◆ YOUR ASSIGNMENT ◆
According to the review below, why does Lewis keep the characters at least a car length apart most of the time? Answer in one to three sentences.

Nail, who made a wonderful redneck sexist pig in Arts Garage’s Exit Pursued By A Bear, convincingly portrays a blunt bellowing bully who then becomes an emasculated shell when deprived of his leg. Dan Leonard is delightful as the ecclesiastical visitor and adulterer trying hard to not to be nonplussed by the insanity around him.

Gilliatt, the only ringer from outside the region, creates a character who initially seems as shallow as a Kardashian, but who eventually is revealed as the only sane person with any decency, even someone yearning for some kind of family.

Among Lewis’ strengths is pacing and he courageously allows the play to breathe, from the freighted silences in conversations to the extended silent scenes such as Tilden “burying” his sleeping father under a score of corn husks. In moments like these, he allows to us hear the steady rainstorms and far off bark of a dog layered in by sound designer Richard Szczublewski. Physically, Lewis underscores the gulf among the characters by keeping everyone at least a car length away from each other 95 percent of the time, even when they are ostensibly interacting,

Leslye Menshouse’s costumes could not be bettered from the men’s dingy garb that seems as moldy as the walls to Halie’s gladiola garb (which was a black dress when she left for the date with Dewis the night before) to Vince and Shelly’s pop trendy clothing that the characters likely saw in People magazine.

◆ DATA RECORDS ◆
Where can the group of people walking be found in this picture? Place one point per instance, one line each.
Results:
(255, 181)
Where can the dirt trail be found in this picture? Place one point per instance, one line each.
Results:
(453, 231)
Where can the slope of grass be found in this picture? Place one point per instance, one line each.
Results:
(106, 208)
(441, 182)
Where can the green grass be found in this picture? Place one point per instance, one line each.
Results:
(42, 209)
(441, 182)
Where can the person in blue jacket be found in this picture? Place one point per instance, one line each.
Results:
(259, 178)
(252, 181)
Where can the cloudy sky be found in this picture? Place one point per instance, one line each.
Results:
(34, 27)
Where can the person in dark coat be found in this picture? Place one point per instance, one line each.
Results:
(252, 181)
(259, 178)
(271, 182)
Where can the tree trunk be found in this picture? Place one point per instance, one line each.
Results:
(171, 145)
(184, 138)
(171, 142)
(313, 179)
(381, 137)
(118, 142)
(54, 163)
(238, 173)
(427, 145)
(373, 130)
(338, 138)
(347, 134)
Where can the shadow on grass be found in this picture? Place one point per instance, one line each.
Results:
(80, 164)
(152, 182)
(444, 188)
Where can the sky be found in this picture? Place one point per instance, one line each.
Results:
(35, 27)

◆ EXERCISE RESPONSE ◆
He does it to physically underscore the gulf among the characters. The review notes that he keeps this distance 95 percent of the time, even when the characters are ostensibly interacting.